━━ AVAILABLE DATA

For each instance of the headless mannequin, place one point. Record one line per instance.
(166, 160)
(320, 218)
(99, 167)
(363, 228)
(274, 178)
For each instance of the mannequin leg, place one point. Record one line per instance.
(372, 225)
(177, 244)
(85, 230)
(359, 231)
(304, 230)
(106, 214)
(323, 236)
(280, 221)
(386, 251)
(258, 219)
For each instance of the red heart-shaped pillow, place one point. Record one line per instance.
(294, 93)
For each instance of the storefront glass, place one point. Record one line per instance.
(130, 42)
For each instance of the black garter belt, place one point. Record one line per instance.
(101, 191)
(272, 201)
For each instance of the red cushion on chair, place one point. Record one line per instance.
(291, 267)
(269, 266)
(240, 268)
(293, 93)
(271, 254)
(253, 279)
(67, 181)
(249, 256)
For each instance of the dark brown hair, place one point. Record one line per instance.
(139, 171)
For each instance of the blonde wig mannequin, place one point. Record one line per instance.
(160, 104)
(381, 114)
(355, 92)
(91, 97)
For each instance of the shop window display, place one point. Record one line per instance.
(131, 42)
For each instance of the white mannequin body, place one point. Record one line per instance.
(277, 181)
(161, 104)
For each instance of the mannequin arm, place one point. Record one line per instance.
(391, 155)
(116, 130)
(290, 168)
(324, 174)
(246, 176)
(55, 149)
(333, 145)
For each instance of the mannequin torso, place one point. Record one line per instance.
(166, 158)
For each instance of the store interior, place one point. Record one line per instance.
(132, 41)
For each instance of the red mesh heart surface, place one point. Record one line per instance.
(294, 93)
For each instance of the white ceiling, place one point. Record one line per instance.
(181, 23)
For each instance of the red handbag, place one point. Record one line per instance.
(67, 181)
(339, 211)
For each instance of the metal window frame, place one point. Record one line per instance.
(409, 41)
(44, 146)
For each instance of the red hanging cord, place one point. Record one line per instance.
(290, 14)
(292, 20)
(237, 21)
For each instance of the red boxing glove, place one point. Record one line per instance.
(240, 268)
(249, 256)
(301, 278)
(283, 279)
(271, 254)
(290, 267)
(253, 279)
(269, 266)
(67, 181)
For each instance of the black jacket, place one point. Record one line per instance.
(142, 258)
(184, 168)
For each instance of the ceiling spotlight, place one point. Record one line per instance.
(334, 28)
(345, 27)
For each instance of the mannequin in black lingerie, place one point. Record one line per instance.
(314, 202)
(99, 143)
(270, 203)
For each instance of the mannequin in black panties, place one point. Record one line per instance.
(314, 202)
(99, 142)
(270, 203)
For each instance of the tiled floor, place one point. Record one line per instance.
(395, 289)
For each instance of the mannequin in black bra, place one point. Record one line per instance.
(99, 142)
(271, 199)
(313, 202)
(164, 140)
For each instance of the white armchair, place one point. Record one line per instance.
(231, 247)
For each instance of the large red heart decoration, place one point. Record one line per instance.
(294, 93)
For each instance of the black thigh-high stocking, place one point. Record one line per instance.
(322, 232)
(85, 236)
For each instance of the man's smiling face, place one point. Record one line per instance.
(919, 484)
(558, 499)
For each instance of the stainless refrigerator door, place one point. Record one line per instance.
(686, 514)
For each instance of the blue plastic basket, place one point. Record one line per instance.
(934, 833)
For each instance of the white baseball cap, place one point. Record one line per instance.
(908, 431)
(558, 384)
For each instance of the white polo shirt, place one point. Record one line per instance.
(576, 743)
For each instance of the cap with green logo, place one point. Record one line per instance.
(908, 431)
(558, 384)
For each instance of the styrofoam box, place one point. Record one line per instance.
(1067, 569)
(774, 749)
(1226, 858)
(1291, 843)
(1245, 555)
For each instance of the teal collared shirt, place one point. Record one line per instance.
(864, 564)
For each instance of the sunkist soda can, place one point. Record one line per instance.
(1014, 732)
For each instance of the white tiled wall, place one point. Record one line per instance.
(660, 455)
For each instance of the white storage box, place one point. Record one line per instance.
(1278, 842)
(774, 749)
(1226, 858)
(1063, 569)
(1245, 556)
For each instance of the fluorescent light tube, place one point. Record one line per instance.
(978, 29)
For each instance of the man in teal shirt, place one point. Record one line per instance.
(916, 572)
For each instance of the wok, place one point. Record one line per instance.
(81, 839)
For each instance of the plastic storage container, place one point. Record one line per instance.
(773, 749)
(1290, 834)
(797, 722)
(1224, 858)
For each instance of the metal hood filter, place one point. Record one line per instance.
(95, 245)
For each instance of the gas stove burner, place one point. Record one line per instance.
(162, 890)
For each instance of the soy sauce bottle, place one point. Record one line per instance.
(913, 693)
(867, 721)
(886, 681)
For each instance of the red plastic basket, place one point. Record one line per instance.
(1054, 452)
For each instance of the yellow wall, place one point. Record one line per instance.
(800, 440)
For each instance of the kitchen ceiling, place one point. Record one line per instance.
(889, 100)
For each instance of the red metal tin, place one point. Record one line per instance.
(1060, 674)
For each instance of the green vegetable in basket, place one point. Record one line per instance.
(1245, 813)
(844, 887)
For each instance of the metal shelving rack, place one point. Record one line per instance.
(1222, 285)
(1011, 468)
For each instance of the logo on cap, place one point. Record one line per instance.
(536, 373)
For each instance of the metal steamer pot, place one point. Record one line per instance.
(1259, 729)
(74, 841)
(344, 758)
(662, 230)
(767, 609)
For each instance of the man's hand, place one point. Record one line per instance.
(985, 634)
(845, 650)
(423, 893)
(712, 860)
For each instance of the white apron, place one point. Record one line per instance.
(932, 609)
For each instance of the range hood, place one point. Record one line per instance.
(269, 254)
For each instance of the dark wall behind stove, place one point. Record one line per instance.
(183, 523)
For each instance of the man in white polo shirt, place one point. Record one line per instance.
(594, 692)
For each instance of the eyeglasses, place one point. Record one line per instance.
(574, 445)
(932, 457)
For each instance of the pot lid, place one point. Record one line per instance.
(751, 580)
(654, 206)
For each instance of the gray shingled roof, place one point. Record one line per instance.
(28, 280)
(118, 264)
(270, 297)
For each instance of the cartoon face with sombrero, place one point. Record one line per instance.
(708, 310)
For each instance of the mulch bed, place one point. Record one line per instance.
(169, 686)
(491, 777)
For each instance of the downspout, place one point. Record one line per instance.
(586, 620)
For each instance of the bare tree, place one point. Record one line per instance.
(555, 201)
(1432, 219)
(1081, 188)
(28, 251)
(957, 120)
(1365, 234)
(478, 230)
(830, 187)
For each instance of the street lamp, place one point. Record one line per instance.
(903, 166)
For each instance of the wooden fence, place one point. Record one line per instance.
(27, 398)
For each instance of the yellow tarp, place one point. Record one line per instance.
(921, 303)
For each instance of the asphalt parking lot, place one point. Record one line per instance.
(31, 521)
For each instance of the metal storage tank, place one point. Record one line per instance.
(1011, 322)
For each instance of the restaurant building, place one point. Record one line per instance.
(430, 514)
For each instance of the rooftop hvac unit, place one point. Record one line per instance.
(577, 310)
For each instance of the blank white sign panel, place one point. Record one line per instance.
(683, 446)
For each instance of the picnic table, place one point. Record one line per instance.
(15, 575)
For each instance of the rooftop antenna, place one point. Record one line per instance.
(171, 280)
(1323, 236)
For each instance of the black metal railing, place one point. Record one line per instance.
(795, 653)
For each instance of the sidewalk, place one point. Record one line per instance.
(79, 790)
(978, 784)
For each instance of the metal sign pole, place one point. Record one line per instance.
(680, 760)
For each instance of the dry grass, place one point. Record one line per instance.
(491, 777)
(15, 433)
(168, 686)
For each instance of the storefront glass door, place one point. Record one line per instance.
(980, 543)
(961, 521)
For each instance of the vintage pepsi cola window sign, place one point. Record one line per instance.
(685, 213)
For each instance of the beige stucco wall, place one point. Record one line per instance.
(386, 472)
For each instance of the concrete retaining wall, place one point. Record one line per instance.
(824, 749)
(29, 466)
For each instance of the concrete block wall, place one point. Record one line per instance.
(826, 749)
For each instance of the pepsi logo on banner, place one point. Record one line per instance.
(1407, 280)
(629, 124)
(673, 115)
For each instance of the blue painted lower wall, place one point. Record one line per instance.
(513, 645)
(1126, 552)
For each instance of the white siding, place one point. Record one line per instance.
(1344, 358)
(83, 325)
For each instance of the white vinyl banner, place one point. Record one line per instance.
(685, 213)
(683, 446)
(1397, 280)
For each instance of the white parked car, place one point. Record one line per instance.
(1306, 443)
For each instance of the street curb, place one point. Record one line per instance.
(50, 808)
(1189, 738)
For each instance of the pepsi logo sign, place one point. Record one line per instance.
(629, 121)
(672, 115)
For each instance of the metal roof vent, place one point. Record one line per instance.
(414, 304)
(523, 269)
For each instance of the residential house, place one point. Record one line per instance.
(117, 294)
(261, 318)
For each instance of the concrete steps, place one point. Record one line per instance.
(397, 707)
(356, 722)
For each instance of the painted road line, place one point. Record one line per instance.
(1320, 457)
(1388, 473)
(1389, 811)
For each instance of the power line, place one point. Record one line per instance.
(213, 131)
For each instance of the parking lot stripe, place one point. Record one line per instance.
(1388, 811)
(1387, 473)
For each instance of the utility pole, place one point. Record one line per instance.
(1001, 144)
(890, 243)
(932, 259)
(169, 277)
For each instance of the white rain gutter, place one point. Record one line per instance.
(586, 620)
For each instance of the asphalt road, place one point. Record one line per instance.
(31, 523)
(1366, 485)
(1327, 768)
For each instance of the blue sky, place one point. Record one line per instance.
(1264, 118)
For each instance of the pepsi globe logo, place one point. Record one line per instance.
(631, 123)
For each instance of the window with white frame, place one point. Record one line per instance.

━━━━

*DIRECTIONS*. From the line containing "For each instance of the pepsi globe" to the final line of the entries, print every line exactly and nothing else.

*ANSWER SPACE*.
For each instance of the pepsi globe logo, place one point. Record one line per instance.
(631, 123)
For each instance of the window with white frame, place one point. Record one line per instance.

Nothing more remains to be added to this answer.